BEGIN Input material
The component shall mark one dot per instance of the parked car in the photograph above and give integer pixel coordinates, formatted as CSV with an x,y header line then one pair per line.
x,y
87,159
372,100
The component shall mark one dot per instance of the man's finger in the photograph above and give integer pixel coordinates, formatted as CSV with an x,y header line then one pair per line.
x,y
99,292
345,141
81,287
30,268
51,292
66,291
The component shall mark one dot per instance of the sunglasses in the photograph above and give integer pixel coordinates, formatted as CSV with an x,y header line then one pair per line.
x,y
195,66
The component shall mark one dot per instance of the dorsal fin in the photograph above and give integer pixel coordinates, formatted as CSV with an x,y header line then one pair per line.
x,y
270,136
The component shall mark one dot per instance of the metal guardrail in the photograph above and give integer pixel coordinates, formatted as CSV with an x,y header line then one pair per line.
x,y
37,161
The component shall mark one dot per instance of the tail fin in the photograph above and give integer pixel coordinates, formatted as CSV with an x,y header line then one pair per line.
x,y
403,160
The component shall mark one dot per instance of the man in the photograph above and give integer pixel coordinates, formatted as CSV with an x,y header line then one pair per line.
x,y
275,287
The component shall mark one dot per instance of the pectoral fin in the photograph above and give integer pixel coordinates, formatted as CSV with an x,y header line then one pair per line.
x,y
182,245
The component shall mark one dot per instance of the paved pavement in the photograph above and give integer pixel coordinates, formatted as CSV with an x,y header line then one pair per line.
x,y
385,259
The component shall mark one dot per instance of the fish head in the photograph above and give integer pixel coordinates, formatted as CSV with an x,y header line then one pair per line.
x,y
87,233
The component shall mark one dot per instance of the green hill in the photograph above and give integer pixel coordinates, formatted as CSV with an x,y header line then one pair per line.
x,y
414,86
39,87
END Input material
- **What you should do**
Retype all of the records above, keeping them identical.

- **Exercise result**
The component shall mark one dot per instance of the parked car in the photograph above and give integer pixel coordinates, formatted as CSV with an x,y header line then one pair per line.
x,y
87,159
372,100
The component shall mark one dot per instance of the man's finger in the photograph above and give integer pixel coordinates, formatted as CSV with an x,y header line then one pair per line.
x,y
99,292
345,141
81,287
30,268
51,292
66,291
The component shall mark one dot per instance of the sunglasses in the photograph above and give integer pixel coordinates, formatted as CSV with an x,y header line then one pair per line.
x,y
195,66
The component shall mark one dot per instance of the dorsal fin in the photograph above and give integer pixel coordinates, formatted as CSV with an x,y header line then one pair per line.
x,y
270,136
The component shall mark one dot per instance of the metal guardrail in the photograph above and give integer pixel coordinates, formatted as CSV with an x,y header line then one pair per line.
x,y
37,161
The component shall mark one dot per instance of the tail fin in the photograph above and give integer pixel coordinates, formatted as CSV with an x,y header line then one pair per line.
x,y
403,160
The component shall mark one dot per instance of the man in the photograph above and give integer pixel coordinates, formatted as CSV with an x,y header line then one pair per line.
x,y
275,287
The component shall mark one dot per instance of the pectoral fin in the photograph above and give integer pixel coordinates, formatted as CSV with an x,y header line then one pair per line.
x,y
182,245
The component shall mark one dot per instance of the paved pavement in the photograph above and give integer pixel coordinates, formatted as CSV with an x,y header line then one pair per line.
x,y
385,259
The component shall mark one dot per instance of the fish head in the photograph above and give integer pixel coordinates, formatted as CSV with an x,y header line then one pair per line.
x,y
87,233
The component shall mark one dot per instance of the green hill in the photograph above and give integer pixel coordinates, formatted as CSV with an x,y header line then one pair per line.
x,y
414,86
39,87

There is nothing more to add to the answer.